* **Instructions for the task**: On every line of the listing, check for "below"; copy the lines that have it.

* **Exercise inputs**:
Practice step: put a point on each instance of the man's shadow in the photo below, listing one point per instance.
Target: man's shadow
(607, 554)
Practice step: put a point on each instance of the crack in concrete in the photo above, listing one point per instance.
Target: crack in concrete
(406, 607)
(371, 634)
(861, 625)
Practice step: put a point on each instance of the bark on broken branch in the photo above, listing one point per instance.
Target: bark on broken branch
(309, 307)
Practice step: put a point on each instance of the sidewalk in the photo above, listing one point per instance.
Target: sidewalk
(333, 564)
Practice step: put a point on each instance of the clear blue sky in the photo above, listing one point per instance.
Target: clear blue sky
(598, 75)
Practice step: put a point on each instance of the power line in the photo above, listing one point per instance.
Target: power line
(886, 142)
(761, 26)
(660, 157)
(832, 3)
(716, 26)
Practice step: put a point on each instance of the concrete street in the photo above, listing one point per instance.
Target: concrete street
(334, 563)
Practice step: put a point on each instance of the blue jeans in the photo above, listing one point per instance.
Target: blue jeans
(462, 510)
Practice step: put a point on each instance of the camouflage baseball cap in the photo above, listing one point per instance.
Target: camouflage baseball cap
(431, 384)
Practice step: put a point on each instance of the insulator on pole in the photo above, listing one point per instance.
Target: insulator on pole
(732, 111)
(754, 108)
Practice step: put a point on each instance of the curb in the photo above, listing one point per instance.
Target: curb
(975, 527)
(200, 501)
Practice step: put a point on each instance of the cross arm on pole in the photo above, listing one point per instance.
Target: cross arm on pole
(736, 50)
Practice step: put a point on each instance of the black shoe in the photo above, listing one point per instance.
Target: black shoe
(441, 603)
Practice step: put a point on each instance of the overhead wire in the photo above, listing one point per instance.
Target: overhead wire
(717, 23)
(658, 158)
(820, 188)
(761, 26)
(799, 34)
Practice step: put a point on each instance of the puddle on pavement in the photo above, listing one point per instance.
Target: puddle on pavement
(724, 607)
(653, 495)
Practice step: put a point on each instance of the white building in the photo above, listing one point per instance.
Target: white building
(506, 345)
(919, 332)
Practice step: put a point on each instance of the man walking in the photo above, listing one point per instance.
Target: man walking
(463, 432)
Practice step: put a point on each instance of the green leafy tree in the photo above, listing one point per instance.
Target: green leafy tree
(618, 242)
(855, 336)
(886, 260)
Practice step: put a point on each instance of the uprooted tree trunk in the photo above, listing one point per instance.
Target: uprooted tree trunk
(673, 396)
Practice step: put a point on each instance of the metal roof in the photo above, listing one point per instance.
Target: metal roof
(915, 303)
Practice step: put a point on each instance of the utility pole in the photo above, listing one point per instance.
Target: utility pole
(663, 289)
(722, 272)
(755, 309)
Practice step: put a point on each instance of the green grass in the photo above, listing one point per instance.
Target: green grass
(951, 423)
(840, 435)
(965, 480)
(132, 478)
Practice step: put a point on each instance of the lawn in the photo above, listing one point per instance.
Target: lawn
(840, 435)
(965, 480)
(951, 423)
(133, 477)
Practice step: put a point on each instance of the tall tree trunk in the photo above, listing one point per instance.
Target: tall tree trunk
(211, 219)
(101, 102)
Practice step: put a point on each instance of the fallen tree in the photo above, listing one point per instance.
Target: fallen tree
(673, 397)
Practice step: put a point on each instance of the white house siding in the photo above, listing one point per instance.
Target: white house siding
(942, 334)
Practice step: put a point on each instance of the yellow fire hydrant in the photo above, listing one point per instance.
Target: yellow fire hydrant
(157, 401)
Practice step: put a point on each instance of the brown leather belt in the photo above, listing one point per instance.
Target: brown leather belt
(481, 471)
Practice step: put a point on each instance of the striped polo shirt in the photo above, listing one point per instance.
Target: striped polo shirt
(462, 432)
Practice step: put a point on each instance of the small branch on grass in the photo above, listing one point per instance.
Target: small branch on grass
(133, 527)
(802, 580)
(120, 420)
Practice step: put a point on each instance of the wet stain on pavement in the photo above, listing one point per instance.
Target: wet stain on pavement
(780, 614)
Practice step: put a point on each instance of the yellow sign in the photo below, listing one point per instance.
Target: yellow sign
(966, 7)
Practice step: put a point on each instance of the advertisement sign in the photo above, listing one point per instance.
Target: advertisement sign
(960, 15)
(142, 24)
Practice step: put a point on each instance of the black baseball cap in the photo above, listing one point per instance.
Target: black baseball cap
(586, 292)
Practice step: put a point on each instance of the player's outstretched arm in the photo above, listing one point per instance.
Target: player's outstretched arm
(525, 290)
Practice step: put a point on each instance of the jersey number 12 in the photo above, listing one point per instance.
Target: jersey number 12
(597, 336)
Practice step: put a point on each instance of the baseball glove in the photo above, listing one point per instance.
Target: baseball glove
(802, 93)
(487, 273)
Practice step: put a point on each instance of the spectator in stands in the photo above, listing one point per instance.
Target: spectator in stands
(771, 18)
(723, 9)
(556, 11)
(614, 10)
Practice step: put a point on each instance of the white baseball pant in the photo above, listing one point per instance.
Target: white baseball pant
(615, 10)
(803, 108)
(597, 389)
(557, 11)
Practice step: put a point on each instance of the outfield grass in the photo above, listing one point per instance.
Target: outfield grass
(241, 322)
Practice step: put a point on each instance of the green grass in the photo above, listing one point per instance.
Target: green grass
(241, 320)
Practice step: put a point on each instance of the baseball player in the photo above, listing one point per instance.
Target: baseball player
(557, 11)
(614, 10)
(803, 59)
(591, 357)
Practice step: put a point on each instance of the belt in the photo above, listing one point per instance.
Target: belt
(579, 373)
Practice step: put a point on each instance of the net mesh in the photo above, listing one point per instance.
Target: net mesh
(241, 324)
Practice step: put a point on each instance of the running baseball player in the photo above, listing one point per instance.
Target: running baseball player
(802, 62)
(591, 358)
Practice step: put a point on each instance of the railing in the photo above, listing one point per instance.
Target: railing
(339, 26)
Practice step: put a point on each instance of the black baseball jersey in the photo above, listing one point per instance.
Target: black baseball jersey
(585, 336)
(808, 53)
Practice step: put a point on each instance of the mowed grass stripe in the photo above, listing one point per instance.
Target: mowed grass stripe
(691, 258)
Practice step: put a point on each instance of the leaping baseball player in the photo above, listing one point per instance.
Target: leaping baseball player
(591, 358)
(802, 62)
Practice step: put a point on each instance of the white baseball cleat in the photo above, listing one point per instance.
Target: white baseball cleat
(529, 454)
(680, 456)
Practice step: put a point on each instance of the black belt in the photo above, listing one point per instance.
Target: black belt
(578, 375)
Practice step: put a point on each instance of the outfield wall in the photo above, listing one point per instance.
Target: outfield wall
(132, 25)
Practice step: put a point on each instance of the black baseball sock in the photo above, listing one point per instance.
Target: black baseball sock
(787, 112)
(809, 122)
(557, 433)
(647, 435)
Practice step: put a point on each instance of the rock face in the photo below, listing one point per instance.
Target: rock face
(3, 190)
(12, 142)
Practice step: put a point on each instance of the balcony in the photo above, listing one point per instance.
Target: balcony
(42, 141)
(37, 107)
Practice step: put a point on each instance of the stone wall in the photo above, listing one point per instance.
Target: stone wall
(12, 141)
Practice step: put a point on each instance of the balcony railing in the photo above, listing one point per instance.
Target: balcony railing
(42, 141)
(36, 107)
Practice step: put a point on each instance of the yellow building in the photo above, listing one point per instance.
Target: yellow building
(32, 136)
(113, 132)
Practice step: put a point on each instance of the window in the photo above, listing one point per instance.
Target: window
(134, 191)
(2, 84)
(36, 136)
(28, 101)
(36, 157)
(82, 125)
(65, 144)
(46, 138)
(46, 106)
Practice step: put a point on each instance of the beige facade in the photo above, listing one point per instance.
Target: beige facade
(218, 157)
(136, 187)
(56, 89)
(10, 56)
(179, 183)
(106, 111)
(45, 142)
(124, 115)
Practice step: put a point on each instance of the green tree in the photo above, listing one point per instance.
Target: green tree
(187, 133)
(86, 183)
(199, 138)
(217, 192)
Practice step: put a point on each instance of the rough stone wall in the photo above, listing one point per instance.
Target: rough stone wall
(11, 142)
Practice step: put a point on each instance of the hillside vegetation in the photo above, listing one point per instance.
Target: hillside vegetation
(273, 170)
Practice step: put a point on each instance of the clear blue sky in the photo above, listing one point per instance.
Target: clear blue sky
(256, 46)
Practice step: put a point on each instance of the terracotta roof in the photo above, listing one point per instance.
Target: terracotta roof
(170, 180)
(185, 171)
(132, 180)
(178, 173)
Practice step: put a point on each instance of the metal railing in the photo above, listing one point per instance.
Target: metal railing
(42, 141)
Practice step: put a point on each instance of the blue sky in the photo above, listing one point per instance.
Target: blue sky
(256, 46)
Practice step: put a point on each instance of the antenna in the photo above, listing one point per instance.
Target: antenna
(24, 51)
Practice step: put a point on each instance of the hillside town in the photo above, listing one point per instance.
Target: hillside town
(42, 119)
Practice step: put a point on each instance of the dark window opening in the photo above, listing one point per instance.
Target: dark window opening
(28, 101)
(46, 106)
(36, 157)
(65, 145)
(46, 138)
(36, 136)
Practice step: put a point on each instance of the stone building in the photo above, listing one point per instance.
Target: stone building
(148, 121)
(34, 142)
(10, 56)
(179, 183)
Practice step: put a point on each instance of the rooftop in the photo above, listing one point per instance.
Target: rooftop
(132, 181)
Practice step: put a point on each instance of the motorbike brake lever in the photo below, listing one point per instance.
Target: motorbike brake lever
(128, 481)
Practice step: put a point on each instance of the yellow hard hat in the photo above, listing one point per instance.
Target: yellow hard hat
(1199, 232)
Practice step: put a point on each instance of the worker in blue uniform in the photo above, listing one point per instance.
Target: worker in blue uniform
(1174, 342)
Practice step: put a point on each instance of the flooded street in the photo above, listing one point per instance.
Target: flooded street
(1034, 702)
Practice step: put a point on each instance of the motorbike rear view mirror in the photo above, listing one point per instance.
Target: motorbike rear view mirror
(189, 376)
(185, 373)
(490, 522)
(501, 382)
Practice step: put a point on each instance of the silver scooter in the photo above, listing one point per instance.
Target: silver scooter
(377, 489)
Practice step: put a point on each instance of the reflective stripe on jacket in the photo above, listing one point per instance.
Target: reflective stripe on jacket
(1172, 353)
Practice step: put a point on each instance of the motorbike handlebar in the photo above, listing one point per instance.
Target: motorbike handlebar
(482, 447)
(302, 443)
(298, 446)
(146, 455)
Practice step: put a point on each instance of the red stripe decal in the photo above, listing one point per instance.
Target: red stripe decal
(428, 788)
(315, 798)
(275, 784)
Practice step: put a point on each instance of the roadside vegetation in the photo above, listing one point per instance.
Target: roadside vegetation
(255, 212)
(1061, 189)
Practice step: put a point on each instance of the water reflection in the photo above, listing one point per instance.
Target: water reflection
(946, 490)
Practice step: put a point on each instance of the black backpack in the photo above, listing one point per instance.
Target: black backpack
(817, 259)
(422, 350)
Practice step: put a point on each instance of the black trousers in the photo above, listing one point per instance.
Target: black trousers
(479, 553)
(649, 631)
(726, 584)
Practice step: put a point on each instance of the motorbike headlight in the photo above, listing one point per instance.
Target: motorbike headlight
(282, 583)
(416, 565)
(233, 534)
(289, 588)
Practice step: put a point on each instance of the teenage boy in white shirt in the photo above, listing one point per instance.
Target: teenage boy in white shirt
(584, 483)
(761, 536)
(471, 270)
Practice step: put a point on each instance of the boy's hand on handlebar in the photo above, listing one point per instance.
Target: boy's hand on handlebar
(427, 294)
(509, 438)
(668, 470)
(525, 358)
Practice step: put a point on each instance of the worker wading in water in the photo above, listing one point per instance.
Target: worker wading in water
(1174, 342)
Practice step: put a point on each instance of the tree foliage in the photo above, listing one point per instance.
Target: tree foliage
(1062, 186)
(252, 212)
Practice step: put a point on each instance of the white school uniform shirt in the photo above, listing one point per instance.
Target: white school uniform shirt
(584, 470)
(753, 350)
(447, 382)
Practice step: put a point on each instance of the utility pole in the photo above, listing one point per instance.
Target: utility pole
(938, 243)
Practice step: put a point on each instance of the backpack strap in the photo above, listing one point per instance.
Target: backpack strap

* **Reply to the task**:
Practice step: put a point on each instance of the man's shadow in the photo below, listing one point per instance.
Practice step: put a point on each instance of the yellow sign in the photo below, listing one point per instance.
Practice step: put a point on each instance of the rock face in the photo below, listing one point per instance.
Practice step: put a point on each instance of the motorbike brake lever in the photo below, listing one point per instance.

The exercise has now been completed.